### TASK BRIEF
Transcribe every entry word for word.
── STUDY MATERIAL
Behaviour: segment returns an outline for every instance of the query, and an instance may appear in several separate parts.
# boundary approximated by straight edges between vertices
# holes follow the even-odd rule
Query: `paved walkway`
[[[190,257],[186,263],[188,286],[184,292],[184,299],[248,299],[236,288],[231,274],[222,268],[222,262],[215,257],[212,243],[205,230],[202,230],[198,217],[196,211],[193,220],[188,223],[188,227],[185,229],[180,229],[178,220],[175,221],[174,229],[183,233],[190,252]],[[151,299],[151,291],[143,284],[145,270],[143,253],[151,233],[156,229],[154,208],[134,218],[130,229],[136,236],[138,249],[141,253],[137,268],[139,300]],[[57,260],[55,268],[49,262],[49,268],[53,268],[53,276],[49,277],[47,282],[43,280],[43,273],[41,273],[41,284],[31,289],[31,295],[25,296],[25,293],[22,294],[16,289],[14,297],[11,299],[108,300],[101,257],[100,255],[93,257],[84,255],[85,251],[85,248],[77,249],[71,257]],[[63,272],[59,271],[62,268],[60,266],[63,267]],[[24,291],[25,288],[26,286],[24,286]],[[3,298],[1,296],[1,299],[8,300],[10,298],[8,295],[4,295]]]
────
### TASK ANSWER
Behaviour: segment returns an outline for every instance of the query, and an instance may appear in several separate parts.
# boundary approximated by straight edges between vertices
# holes follow the even-odd rule
Query: `paved walkway`
[[[190,257],[186,263],[188,286],[184,292],[184,299],[248,299],[236,288],[231,274],[222,268],[222,262],[215,257],[212,243],[205,230],[202,230],[198,217],[196,211],[193,220],[188,223],[188,227],[185,229],[180,229],[178,220],[175,221],[174,229],[183,233],[190,252]],[[151,299],[151,291],[143,284],[145,270],[143,253],[151,233],[156,229],[154,208],[134,218],[130,229],[136,236],[138,249],[141,253],[137,268],[139,300]],[[57,260],[55,268],[49,262],[49,268],[53,268],[53,276],[49,277],[47,282],[43,280],[43,273],[41,273],[41,284],[31,289],[31,295],[25,296],[25,293],[22,294],[16,289],[14,297],[11,299],[108,300],[101,257],[100,255],[93,257],[84,255],[85,251],[85,248],[77,249],[71,257]],[[63,272],[59,271],[62,268],[60,266],[63,267]],[[24,291],[25,288],[26,286],[24,286]],[[3,298],[1,296],[1,299],[8,300],[10,298],[8,295],[4,295]]]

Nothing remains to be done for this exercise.